• EXERCISE:
An exact copy of every record below is needed, with all pictures removed.

Records from a data collection:

BEGIN

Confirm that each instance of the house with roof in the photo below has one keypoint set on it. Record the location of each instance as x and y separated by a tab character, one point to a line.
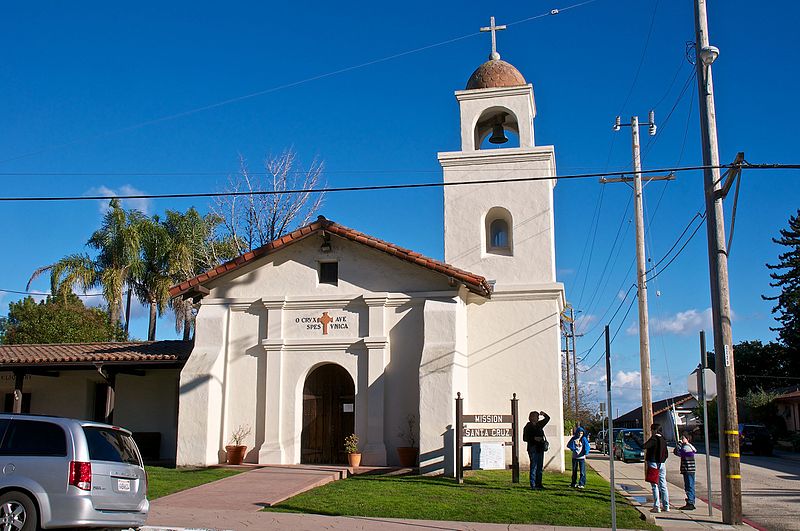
675	414
131	384
788	407
327	331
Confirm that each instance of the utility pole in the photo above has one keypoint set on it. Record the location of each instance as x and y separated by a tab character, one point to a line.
574	360
641	262
566	364
610	433
718	271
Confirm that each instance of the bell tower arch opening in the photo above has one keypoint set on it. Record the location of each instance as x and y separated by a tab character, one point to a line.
498	232
496	127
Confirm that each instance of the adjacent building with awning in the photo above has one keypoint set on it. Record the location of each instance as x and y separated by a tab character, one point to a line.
133	384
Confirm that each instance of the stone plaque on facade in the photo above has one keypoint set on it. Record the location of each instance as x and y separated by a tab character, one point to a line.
323	323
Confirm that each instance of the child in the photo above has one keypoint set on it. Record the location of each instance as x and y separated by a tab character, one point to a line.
579	444
686	452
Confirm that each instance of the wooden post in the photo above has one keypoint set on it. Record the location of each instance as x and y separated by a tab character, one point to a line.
610	433
19	378
730	473
459	429
704	404
515	439
110	397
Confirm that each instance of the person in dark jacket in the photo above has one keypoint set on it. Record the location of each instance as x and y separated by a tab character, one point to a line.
656	454
533	434
686	451
579	444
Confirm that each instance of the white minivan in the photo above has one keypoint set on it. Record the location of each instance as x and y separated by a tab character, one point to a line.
59	472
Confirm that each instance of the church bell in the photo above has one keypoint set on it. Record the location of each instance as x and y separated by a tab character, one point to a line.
498	134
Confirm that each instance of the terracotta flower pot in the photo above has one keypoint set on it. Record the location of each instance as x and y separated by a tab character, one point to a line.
354	460
408	456
234	455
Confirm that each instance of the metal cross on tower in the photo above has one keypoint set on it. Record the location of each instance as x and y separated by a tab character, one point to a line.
493	29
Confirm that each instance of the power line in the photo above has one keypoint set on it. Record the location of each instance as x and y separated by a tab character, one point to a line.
678	253
16	292
641	60
589	305
677	241
277	88
602	356
588	351
340	172
187	195
596	222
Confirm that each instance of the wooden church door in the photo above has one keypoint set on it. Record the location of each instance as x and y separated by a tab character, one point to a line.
328	415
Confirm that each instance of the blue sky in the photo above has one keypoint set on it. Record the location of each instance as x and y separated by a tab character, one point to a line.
76	77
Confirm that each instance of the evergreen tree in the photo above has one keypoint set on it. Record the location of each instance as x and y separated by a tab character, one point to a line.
786	276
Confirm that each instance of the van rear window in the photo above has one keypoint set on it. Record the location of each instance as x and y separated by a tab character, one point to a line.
106	444
34	437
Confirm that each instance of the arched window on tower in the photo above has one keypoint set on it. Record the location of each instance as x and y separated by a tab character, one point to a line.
498	231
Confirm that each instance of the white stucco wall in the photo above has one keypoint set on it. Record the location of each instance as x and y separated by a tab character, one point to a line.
149	403
529	203
251	369
514	342
442	376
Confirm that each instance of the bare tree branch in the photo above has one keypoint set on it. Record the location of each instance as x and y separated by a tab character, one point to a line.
254	220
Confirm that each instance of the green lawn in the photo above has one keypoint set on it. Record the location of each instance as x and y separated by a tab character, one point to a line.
163	481
485	496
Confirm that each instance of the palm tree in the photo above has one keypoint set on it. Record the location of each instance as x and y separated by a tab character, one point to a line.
194	248
151	279
117	241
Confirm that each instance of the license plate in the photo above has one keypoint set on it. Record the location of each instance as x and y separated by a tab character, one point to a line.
123	485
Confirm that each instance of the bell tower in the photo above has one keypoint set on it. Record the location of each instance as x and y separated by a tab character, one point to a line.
499	228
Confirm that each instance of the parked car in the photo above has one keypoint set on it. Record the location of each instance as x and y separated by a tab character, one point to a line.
755	438
60	472
629	445
602	440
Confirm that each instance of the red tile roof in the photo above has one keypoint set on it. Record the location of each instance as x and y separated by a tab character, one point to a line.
474	283
77	353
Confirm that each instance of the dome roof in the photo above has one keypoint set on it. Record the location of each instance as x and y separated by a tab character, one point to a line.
495	73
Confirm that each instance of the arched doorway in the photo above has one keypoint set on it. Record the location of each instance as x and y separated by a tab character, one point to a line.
328	415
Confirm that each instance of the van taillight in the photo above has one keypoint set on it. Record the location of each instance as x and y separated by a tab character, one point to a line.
80	475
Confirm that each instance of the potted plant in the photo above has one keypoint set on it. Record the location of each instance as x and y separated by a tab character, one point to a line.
234	452
351	447
408	454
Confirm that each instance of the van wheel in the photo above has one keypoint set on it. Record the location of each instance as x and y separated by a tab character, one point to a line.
17	512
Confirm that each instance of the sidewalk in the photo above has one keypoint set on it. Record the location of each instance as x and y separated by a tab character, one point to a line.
239	520
629	479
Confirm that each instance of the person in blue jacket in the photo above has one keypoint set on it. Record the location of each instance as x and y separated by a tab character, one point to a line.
579	444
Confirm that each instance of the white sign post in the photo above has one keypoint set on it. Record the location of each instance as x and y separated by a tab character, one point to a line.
694	384
705	389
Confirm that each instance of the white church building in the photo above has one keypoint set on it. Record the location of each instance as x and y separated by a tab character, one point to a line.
328	331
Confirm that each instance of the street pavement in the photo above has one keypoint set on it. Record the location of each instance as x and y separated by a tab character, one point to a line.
770	487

END

• RESULT FOR THIS TASK:
Confirm that each instance of the house with roof in the photo below has one keypoint set on it. Record the location of each instance as x and y separated by a tab character, one point to a line.
675	414
131	384
788	407
327	331
Confirm that each instance of the utility pole in the photo above has one keypoint set on it. Record the location of each instance as x and y separated by a tab character, one point to a line.
574	360
641	262
566	364
610	433
718	271
Confirm that each instance of the bell tower arch opening in the photo above has one keypoint set on it. Record the location of each instance as x and y separated by a tab character, one point to a line.
498	232
496	127
Confirm that each instance of the adjacent building with awning in the photo above has one keypoint set on it. Record the location of each instance as x and y separated by a tab character, one point to a line.
133	384
Confirm that each instance of the stone plaque on facade in the photo above has one keypoint set on it. Record the location of each instance as x and y separated by a tab character, one point to a line.
323	323
Confirm that each instance of the child in the photo above has one keypoint set on it. Record the location of each instance as x and y separated by a tab character, one point to a line.
579	444
686	452
Confirm that each instance of the wooden post in the photo above has one keypoint set on it. Record the location of each instance as x and y separated by a tab character, one point to a line.
610	433
19	378
730	473
459	429
704	404
515	439
110	397
Confirm that each instance of the person in dark jacket in the photo above has one keypoint set on it. Record the location of each instance as x and y separated by a tab character, one point to a line.
656	454
533	434
686	451
579	444
Confirm that each instance of the white minivan in the photo above has one keypoint set on it. Record the location of each instance as x and y separated by a tab character, one point to a line.
59	472
Confirm that each instance of the church bell in the photo above has one keypoint set on it. Record the location of each instance as x and y separated by a tab character, one point to a line.
498	134
Confirm that each instance of the terracotta flower pot in the photo above has one keypoint set on it. Record the location of each instance as x and y separated by a tab character, one point to a line.
354	460
408	456
234	455
Confirm that each instance of the metal cross on tower in the photo above has one keypoint set on it. Record the location of each instance as x and y separated by a tab character, one point to a line.
493	29
Confirm that each instance of the power line in the photo above has one keypoint set on it. Record the location of each instance as x and y separated by a tab character, one point to a line.
678	253
16	292
641	60
589	305
677	241
277	88
602	356
588	351
340	172
187	195
596	222
Confirm that each instance of the wooden church door in the photo above has one keypoint set on it. Record the location of each instance as x and y separated by a tab character, one point to a line.
328	415
Confirm that each instance of the blue sky in the photo above has one keypoint set on it. Record the location of each instance as x and y separated by a tab character, one point to a line.
76	77
Confirm that each instance of the evergreen tree in the photo above has one keypoint set on it. Record the location of each instance as x and y separated by a tab character, one point to a line.
786	276
Confirm that each instance of the van rear window in the photo above has one keypoint set on it. Record the location of each instance as x and y separated by a tab character, one point to a line.
106	444
34	437
Confirm that each instance of the arched window on tower in the photo above has one keypoint set on it. Record the location of each instance as x and y separated by a tab character, one point to a line.
498	231
Confirm that each instance of the white stucco wall in the photo above has one keypoint set on it. Record the location of each instance as x and y separated by a tab character, one point to a line.
149	403
529	203
251	369
514	342
442	376
Confirm that each instance of the bare tree branch in the photo above has one keypoint set on it. Record the location of each instance as x and y separated by a tab character, one point to a line.
254	220
Confirm that each instance of the green lawn in the photo above has one keypoint set on it. Record the location of each instance as x and y separated by a tab character, one point to a line.
163	481
485	496
Confirm that each instance of the palm tree in the photo above has one keypoint set on it. Record the location of each instance as x and y separated by a tab character, one point to a line.
194	248
151	279
117	241
Confirm that each instance of the license plate in the photo above has one keypoint set on it. Record the location of each instance as x and y separated by a tab character, one point to a line.
123	485
Confirm that each instance of the bell tower in the photo above has one keypoint set on it. Record the location of each instance as x and y separated by a tab character, one point to a line.
499	228
Confirm that each instance of the parked car in the photo above has one keypoint set on it. Record the location of each instance as x and y separated by a tab character, one point to a line.
755	438
60	472
629	445
602	440
Confirm that each instance of the red tile roof in the photo above has one keypoint set on it. Record the location of each instance as x and y separated by a tab character, one point to a line.
474	283
77	353
Confirm that each instance of the dome roof in the photo above has one keypoint set on it. Record the location of each instance as x and y separated by a tab character, one point to a line.
495	73
Confirm that each instance of the arched doorway in the photo above has one keypoint set on it. Record the location of each instance as x and y separated by a tab character, one point to a line.
328	415
Confirm that each instance of the van taillight in the photo above has one keypoint set on it. Record the location of each instance as x and y separated by a tab character, one point to a line.
80	475
Confirm that each instance of the potted plant in the photo above has one keypoint set on it. Record the location of each instance as x and y separated by a tab character, one point to a line.
234	452
351	447
408	454
Confirm that each instance of the van wheel in the photo above has one keypoint set on it. Record the location of each instance as x and y separated by a tab character, one point to a line.
17	512
Confirm that each instance of the sidewalk in the photo above has one keypoint set on it. Record the location of each instance as x and y separated by a tab character, one point to a line.
239	520
629	479
Confirm that each instance of the person in blue jacket in the photo above has one keypoint set on it. Record the location of each instance as x and y separated by a tab character, one point to a line.
579	444
Confirm that each instance of the white sign post in the photo above has one keypoint set on it. Record the location of each instance as x and y separated by a tab character, one point to a line.
694	384
705	389
Confirm that each instance of the white church building in the photo above has one keypoint set on it. Record the location of each instance as x and y separated by a tab character, one point to a line.
328	331
Confirm that each instance of the street pavement in the photo above has one keypoint set on it. Record the location of each instance as x and y separated by a tab character, one point to a line.
770	487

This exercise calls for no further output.